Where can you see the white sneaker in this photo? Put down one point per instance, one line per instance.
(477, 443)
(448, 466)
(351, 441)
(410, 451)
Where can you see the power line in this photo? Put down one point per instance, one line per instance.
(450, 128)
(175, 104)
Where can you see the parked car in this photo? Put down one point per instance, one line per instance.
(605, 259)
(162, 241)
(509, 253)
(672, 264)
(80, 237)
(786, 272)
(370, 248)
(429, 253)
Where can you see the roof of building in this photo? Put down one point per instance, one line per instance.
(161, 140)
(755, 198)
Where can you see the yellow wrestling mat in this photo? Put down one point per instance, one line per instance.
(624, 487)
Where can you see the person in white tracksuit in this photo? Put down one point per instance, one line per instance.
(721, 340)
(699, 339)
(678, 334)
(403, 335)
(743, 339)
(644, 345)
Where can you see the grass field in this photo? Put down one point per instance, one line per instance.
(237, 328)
________________
THE REQUEST:
Please lay out all of the data above as a CSV with two columns, text and answer, giving each text with its answer on its own row. Put each field in quotes and replace any line breaks with spaces.

ANSWER FOR THE TASK:
text,answer
"Where can you see the white sneaker in this photo? Put down one point per instance, one line per instance.","(477, 443) (448, 466) (351, 441) (410, 451)"
"Where can you see the power line in this photo? Put down one point per instance, one line per instance.","(450, 128) (175, 104)"
"Where can you see the parked car in this photo? Put down one point per instance, one line per instance.","(605, 259) (162, 241) (509, 253) (672, 264) (80, 237) (786, 272) (370, 248) (429, 253)"
"Where can you see the roof of building in this photo? Put down one point per instance, one line per instance.","(161, 140) (755, 198)"
"Where can you see the yellow wrestling mat in this photo? Put down one point per instance, one line per instance.","(624, 487)"
"Where can you see the person in white tracksuit in this photo? Put down one point per instance, one line per instance.","(721, 340) (699, 339) (678, 334) (403, 335) (743, 339) (644, 345)"
"Where can you see the grass field in this photo? Put down one point per instance, one line per instance.","(237, 328)"